Scholz verspricht politischen Rückenwind bei Kapitalmarktunion
Scholz verspricht Rückenwind bei Kapitalmarktunion
Kanzler will Thema auf politische Agenda heben – Deutsche-Bank-Chef Sewing wirbt für tiefen EU-Finanzmarkt zur Transformationsfinanzierung
Bundeskanzler Olaf Scholz (SPD) hat der deutschen Finanzwirtschaft zugesagt, sich nach der Europawahl in Brüssel für die rasche Weiterentwicklung der Kapitalmarktunion und den Abbau von Berichtspflichten einzusetzen. Bankenpräsident Christian Sewing unterstrich die zentrale Bedeutung tiefer Kapitalmärkte in Europa.
wf/ahe Berlin
Bundeskanzler Olaf Scholz (SPD) will die Kapitalmarktunion und die Bankenunion zu einem politischen Thema „größter Priorität“ machen. „Es ist meine Überzeugung, dass der wesentliche Unterschied für die Wachstumsperspektiven der USA oder Europas in der fehlenden Kapitalmarktunion und auch der fehlenden Bankenunion liegt“, sagte Scholz beim Bankentag 2024 des Bundesverbandes deutscher Banken vor Vertretern des privaten Kreditgewerbes. „Die Banken und internationale Finanzinvestoren stehen bereit, scheitern jedoch häufig an national organisierten Kapitalmärkten in Europa“, konstatierte der Kanzler. Die Weiterentwicklung von Bankenunion und Kapitalmarktunion müsse verlagert werden – weg von Fachausschüssen und hin auf die politische Agenda.
Die Bankenseite begrüßte die klare Positionierung von Scholz. Der Präsident des Bundesverbandes deutscher Banken (BdB), Christian Sewing, verwies auf die Bedeutung tiefer Kapitalmärkte für die Finanzierung der Transformation. Um Klimaneutralität zu erreichen, seien jährliche Investitionen von 600 Mrd. Euro notwendig. „Ohne die Kapitalmarktunion ist der Green Deal tot“, warnte der Deutsche-Bank-Chef in Berlin. Die politische Bedeutung, die die Kapitalmarktunion aktuell erreicht habe, dürfe jetzt nicht von Technokraten und Arbeitsgruppen zerredet werden, ergänzte der Vorstandsvorsitzende der Commerzbank, Manfred Knof. Hier brauche es jetzt politische Führung.

···

- [ZU ERLEDIGENDE AUFGABEN]
**a)** Welche jährlichen Investitionen sind laut dem Artikel notwendig, um Klimaneutralität zu erreichen?
**b)** Geben Sie den Abschnitt des Artikels von „wf/ahe Berlin“ bis einschließlich „die politische Agenda.“ wieder und ersetzen Sie dabei „Bankenunion“ durch „Finanzunion“.
**c)** Welche Personen werden im Artikel mit Vor- und Nachnamen genannt? Führen Sie alle auf.
Stützen Sie sich ausschließlich auf den Artikel.

Extrahierte Dateneinträge
···

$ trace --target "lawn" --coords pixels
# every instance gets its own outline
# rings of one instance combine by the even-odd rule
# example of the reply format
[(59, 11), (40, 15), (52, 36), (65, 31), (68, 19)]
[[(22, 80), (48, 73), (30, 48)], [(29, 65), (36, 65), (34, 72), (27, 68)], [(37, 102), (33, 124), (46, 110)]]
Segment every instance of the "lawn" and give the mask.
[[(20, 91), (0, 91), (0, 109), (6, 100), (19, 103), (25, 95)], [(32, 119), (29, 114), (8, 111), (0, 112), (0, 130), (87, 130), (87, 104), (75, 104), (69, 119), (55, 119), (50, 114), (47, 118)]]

···

- [LÖSUNGEN ZUR ÜBUNG]
**a)** 600 Mrd. Euro pro Jahr.

**b)**
wf/ahe Berlin
Bundeskanzler Olaf Scholz (SPD) will die Kapitalmarktunion und die Finanzunion zu einem politischen Thema „größter Priorität“ machen. „Es ist meine Überzeugung, dass der wesentliche Unterschied für die Wachstumsperspektiven der USA oder Europas in der fehlenden Kapitalmarktunion und auch der fehlenden Finanzunion liegt“, sagte Scholz beim Bankentag 2024 des Bundesverbandes deutscher Banken vor Vertretern des privaten Kreditgewerbes. „Die Banken und internationale Finanzinvestoren stehen bereit, scheitern jedoch häufig an national organisierten Kapitalmärkten in Europa“, konstatierte der Kanzler. Die Weiterentwicklung von Finanzunion und Kapitalmarktunion müsse verlagert werden – weg von Fachausschüssen und hin auf die politische Agenda.

**c)** Olaf Scholz, Christian Sewing, Manfred Knof